**What you will do:** Rewrite every line of the listing below, requests included, and rescale each coordinate in the answers by a factor of 1.05, rounding to the nearest whole number with halves rounded up. Leave the requests and their format samples unchanged.

Stored items from a collection
-*-

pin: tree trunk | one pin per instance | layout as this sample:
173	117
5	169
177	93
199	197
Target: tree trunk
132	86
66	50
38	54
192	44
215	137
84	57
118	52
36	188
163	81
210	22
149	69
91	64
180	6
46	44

-*-

**Response for this exercise:**
pin: tree trunk | one pin per instance | layout as this sample:
173	117
5	169
177	93
199	197
Target: tree trunk
139	90
69	53
40	57
202	46
226	144
88	60
124	55
38	197
171	85
221	23
156	72
96	67
189	6
48	46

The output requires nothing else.